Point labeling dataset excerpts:

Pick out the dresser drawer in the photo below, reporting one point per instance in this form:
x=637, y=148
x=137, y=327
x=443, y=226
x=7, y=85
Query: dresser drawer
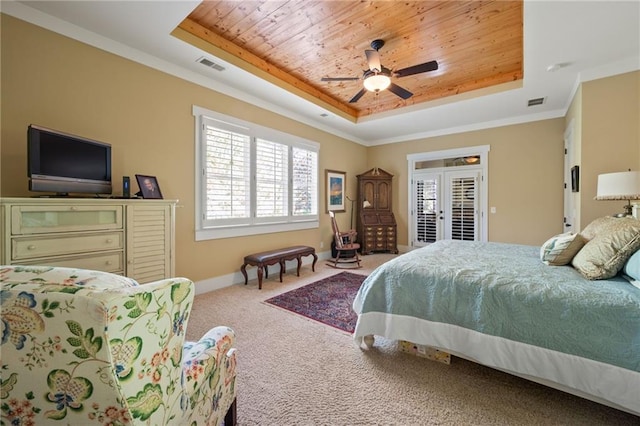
x=29, y=219
x=106, y=262
x=30, y=248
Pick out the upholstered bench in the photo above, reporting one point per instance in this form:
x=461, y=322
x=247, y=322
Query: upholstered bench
x=279, y=256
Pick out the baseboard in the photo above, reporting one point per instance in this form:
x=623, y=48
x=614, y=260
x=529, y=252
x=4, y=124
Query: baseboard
x=216, y=283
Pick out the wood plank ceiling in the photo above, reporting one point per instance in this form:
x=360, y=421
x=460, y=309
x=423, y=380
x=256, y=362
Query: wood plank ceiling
x=477, y=44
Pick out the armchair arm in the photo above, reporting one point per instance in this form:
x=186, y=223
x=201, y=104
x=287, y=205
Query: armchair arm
x=350, y=235
x=145, y=331
x=209, y=372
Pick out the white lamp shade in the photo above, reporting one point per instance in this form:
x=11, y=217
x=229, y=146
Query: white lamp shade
x=619, y=186
x=376, y=82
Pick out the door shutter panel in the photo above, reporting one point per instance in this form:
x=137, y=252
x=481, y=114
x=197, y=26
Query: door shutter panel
x=463, y=218
x=427, y=209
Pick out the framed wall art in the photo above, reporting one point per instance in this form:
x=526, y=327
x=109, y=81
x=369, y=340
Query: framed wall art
x=575, y=179
x=335, y=190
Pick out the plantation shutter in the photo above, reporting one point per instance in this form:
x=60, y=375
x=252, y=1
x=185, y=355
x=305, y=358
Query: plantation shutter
x=305, y=182
x=227, y=168
x=427, y=209
x=272, y=179
x=463, y=218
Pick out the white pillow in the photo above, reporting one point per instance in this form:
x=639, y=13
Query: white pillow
x=560, y=249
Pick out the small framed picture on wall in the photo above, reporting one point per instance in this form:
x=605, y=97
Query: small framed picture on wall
x=335, y=190
x=575, y=179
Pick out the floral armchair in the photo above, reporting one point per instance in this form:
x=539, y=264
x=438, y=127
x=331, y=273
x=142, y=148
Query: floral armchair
x=89, y=347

__Work instructions__.
Could you convert every line of the items above into a JSON list of strings, with one string per line and blank lines omitted? Leave the pictures out of your answer.

__Solution to this task__.
[
  "Pick out the dresser drawer in the photo below, reporting one point per instance in this form:",
  "x=637, y=148",
  "x=137, y=327",
  "x=443, y=226",
  "x=7, y=85",
  "Query: dresser drawer",
  "x=29, y=219",
  "x=106, y=262",
  "x=30, y=248",
  "Pick out the upholstered bench in the photo above, reporting one point per instance in this form:",
  "x=461, y=322",
  "x=247, y=322",
  "Query: upholstered bench",
  "x=279, y=256",
  "Pick out the baseboard in the photo above, reporting one point per instance in this form:",
  "x=623, y=48",
  "x=614, y=260",
  "x=529, y=252",
  "x=4, y=124",
  "Query: baseboard",
  "x=216, y=283",
  "Pick out the wood plank ceiling in the photo above, reporting one point per instance in this form:",
  "x=360, y=421",
  "x=460, y=309",
  "x=423, y=380",
  "x=256, y=362",
  "Query: wood plank ceiling",
  "x=477, y=44",
  "Pick out the armchair arm in the photo above, reporting one point per instance in this form:",
  "x=186, y=223",
  "x=201, y=104",
  "x=287, y=205",
  "Query: armchair arm",
  "x=350, y=235",
  "x=145, y=331",
  "x=209, y=372",
  "Pick out the white lamp shade in the photo above, reporting one point per instance in this form:",
  "x=11, y=217",
  "x=229, y=146",
  "Query: white lamp shade",
  "x=619, y=186",
  "x=376, y=82",
  "Pick out the door shutter panel in the photo above, reporting one point per instance in this form:",
  "x=137, y=252",
  "x=481, y=114",
  "x=197, y=26",
  "Query: door shutter panel",
  "x=463, y=218",
  "x=427, y=209",
  "Pick out the framed wall art in the photo above, reporting one point per instance in this form:",
  "x=526, y=327",
  "x=109, y=81",
  "x=369, y=340",
  "Query: framed wall art",
  "x=575, y=179",
  "x=335, y=190",
  "Pick out the plantation shutter in the photo above, reporting one point per instance in this form:",
  "x=60, y=375",
  "x=252, y=1",
  "x=185, y=355",
  "x=305, y=358",
  "Query: plantation shutter",
  "x=305, y=182",
  "x=227, y=168",
  "x=427, y=209",
  "x=272, y=179",
  "x=463, y=218",
  "Pick out the white pillow in the photo above, reporting one point per instance in this form:",
  "x=639, y=13",
  "Query: white pillow",
  "x=560, y=249",
  "Pick out the small framed picture on wall in the photo above, reporting one point per instance in this form:",
  "x=605, y=97",
  "Query: small framed picture on wall",
  "x=335, y=190",
  "x=575, y=179",
  "Pick out the floral armchair in the photo above, reporting one point per instance in this form:",
  "x=539, y=264",
  "x=438, y=127",
  "x=331, y=273",
  "x=142, y=148",
  "Query: floral armchair",
  "x=89, y=347"
]